DOCUMENT PASSAGE
-- BEGIN --

Participants since 2022

4.7/5

Average course rating

87%

Feel conversation-ready post-course

3+

Years of cohorts

Participant Feedback

Selected reviews

"I had been putting off talking to my mother about her finances for nearly two years. I told myself I did not know enough to start the conversation. After Week 3 of the Basics course, I realised I had been waiting to know the right answers — but what the course gave me was the right questions. That was more useful."

WY

Winnie Yuen

Sham Shui Po · Basics Course · March 2025

"The sibling responsibility module was the one I did not expect. My brother and I had never discussed how we would share the cost and time of supporting our father — not once in forty years. Working through the framework from the course gave us a place to start. We still have not resolved everything, but we are talking."

DL

David Leung

Tuen Mun · Ageing Parents Course · February 2025

"I appreciated the cross-border content considerably. My parents are in Guangzhou and most financial guidance I have found online is written as though everyone's family is in the same city. The module on care costs across the border alone was worth the course fee."

AC

Amy Chan

Kowloon City · Ageing Parents Course · January 2025

"The multi-generational course was the one I needed. My children are adults now and I realise I had never talked to them properly about money or about what I can and cannot support. The course provided a framework that my husband and I worked through together. The written family map is sitting on the desk — we consult it."

MM

May Mak

Tai Po · Multi-Generational Course · February 2025

"I expected a finance course to be dense and technical. This was neither. Each week took me about ninety minutes to read through and the sections were short enough that I could stop and pick up again without losing the thread. I had tried other courses and abandoned them. This one I completed."

PH

Philip Ho

Sha Tin · Basics Course · March 2025

"What I valued most was the tone. I had been carrying anxiety about money conversations with my mother for a long time and I think I had absorbed the idea that these conversations had to be uncomfortable. The course reframed them as ordinary planning. That sounds small but it changed how I approached the whole subject."

JT

Jennifer Tsang

Wan Chai · Ageing Parents Course · January 2025

Case Studies

How the courses played out for three families

Challenge

A couple in their late forties with two adult children — one working, one in university. Both of the husband's parents were in deteriorating health in Shenzhen. They had no shared view of what they could afford to contribute, and each was quietly worried about their own retirement.

Course

Both partners took the Ageing Parents programme separately, then compared notes. They then enrolled together in the multi-generational course. Duration: approximately six months across both programmes.

Outcome

They arrived at a shared monthly figure they both considered fair, established a joint account for parent-related expenses, and began a conversation with the husband's parents about legal arrangements. The university-aged child was included in a brief family discussion for the first time.

-- END --

DIRECTION
Turn the paragraph in the course page that opens with "A couple in their late forties" into a short bulleted list of its main facts.

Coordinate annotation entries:
-- BEGIN --

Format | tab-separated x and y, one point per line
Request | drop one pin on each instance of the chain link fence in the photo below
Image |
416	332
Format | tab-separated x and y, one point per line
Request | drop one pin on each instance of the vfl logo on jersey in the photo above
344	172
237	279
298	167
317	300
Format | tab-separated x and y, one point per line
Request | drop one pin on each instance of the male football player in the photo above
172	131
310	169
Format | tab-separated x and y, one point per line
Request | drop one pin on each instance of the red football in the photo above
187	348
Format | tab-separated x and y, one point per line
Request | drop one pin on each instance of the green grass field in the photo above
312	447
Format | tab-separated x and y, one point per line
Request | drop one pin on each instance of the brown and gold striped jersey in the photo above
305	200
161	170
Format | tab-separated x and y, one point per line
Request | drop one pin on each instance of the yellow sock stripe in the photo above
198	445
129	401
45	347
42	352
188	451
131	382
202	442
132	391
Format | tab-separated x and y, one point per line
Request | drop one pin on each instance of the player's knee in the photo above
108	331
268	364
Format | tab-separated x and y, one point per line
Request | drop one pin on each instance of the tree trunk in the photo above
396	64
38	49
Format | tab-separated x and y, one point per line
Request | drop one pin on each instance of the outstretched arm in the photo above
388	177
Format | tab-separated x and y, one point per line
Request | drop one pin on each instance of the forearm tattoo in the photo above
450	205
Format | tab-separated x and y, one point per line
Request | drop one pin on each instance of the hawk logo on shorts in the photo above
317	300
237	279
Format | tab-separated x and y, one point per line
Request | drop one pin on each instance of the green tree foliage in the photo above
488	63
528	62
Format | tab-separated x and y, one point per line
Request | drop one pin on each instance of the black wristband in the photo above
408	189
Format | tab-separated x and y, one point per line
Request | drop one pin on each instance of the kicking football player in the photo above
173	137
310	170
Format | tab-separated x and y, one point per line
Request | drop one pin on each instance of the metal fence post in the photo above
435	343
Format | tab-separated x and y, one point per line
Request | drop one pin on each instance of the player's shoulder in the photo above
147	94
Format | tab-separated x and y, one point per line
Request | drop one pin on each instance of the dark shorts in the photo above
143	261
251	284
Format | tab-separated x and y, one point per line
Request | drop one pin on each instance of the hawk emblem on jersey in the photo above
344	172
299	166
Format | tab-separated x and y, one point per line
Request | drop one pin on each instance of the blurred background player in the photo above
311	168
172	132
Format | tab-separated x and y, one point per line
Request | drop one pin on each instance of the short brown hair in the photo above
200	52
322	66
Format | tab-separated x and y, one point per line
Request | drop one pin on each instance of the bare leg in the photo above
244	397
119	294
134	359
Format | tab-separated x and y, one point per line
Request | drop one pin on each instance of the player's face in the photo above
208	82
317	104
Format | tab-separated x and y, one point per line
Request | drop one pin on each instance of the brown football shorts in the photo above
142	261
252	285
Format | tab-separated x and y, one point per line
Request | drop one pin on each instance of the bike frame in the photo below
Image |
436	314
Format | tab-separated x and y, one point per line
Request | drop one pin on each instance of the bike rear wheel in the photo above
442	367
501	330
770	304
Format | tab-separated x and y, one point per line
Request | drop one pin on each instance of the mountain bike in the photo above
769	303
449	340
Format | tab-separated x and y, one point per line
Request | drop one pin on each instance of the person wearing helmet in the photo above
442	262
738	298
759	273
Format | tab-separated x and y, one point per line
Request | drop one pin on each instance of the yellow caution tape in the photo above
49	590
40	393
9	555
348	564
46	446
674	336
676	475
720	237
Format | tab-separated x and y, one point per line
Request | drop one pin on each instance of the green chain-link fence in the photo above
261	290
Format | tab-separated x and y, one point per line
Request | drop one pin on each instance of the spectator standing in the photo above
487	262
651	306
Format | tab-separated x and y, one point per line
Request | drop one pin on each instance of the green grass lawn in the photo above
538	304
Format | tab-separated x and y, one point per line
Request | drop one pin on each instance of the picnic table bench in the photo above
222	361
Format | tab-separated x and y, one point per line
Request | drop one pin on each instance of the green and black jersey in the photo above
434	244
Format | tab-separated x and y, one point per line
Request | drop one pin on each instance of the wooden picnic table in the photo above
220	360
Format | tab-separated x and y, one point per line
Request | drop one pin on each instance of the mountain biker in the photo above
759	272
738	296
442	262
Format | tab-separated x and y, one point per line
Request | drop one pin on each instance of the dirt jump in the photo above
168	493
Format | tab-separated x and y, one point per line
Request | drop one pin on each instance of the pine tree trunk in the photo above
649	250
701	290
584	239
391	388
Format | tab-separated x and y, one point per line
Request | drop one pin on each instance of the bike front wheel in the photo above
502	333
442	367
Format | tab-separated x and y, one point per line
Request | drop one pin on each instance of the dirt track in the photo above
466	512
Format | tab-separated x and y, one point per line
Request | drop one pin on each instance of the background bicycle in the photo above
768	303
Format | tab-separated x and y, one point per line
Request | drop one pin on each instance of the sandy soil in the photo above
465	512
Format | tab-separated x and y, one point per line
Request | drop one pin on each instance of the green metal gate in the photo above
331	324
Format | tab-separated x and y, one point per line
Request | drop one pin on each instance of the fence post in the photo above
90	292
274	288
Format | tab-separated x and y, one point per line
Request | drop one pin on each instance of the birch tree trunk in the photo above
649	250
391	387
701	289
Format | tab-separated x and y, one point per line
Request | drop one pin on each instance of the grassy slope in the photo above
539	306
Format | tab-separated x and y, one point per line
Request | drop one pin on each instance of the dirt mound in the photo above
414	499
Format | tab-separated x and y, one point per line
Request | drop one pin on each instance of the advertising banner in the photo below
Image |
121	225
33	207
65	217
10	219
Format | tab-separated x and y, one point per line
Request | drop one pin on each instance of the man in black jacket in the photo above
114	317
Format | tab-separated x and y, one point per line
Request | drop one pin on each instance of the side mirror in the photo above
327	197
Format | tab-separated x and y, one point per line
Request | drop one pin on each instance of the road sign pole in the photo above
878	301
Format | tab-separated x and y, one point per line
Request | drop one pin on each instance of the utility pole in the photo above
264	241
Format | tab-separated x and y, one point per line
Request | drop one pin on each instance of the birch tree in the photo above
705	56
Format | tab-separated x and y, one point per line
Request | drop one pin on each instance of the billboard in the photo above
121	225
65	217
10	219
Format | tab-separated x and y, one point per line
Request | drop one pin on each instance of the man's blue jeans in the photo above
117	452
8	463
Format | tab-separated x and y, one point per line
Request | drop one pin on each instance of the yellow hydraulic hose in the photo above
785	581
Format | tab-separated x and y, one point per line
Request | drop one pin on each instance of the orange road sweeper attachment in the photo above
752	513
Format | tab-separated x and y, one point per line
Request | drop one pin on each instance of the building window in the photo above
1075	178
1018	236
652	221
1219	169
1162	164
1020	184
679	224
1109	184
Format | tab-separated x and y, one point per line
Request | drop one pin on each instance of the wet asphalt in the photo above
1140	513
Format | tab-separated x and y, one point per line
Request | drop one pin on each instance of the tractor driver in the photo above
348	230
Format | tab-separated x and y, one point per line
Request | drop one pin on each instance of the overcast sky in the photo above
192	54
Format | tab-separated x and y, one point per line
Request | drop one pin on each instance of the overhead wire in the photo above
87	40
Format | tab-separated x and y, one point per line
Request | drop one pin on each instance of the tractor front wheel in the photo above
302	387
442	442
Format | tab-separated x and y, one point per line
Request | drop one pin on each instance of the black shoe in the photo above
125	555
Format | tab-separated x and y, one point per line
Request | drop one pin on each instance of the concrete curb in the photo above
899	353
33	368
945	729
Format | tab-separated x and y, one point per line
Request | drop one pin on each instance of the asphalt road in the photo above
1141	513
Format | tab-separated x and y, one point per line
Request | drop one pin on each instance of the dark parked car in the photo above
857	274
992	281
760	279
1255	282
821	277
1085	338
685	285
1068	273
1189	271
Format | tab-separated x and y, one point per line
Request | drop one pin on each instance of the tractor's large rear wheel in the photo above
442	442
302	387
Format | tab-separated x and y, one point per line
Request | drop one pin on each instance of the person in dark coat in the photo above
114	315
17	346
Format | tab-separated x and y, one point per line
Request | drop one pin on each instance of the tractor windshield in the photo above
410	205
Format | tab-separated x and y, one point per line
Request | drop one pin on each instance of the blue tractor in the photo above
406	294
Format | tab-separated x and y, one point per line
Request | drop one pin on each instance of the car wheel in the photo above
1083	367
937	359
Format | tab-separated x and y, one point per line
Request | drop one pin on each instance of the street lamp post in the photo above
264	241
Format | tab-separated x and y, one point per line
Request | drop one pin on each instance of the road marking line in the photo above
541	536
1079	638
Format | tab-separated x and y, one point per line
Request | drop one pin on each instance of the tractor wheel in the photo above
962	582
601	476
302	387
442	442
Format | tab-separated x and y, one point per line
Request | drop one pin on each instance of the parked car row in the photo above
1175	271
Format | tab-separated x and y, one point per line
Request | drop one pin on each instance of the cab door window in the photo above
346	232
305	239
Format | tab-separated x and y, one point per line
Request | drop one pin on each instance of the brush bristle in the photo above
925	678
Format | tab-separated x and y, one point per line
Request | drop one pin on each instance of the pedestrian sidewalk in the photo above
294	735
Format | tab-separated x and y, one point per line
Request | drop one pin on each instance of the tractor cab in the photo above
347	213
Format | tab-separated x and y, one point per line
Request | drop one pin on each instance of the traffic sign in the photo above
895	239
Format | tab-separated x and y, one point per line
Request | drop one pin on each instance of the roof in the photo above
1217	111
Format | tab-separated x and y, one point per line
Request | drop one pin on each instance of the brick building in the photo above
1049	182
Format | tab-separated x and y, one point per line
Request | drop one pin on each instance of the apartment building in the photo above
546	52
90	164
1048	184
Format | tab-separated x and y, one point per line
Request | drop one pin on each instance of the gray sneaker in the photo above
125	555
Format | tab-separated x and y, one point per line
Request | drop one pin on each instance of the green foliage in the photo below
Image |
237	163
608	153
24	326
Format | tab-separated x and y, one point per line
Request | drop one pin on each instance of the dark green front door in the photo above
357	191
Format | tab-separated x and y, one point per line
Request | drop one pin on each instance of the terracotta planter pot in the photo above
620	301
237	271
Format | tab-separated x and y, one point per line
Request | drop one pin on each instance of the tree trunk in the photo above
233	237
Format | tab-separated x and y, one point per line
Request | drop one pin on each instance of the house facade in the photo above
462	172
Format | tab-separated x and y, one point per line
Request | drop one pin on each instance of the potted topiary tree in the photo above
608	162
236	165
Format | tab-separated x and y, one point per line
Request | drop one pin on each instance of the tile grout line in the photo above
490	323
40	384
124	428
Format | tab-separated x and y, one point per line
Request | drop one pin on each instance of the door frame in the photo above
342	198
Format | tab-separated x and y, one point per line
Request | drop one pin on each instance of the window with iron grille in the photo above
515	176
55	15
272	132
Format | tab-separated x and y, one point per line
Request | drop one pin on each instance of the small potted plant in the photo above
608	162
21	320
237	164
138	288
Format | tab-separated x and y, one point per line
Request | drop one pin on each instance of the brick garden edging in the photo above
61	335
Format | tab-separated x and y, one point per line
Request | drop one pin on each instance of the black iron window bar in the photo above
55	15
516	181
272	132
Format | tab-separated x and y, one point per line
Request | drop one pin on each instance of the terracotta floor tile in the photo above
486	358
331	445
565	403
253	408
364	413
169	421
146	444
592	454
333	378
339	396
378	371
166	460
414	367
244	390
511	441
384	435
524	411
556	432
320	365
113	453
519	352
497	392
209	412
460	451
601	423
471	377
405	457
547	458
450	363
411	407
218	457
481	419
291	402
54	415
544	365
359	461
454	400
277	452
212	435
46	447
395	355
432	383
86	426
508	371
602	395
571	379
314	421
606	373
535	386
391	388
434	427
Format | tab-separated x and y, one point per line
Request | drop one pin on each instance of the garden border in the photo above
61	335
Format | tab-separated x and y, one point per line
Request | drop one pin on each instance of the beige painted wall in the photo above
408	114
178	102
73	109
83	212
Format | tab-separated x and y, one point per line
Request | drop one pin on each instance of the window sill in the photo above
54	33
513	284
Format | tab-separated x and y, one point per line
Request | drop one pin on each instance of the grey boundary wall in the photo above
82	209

-- END --

OUTPUT OF THE EXERCISE
- A couple in their late forties with two adult children, one working and one in university
- Both of the husband's parents live in Shenzhen and are in deteriorating health
- The couple had no shared view of what they could afford to contribute
- Each partner was quietly worried about their own retirement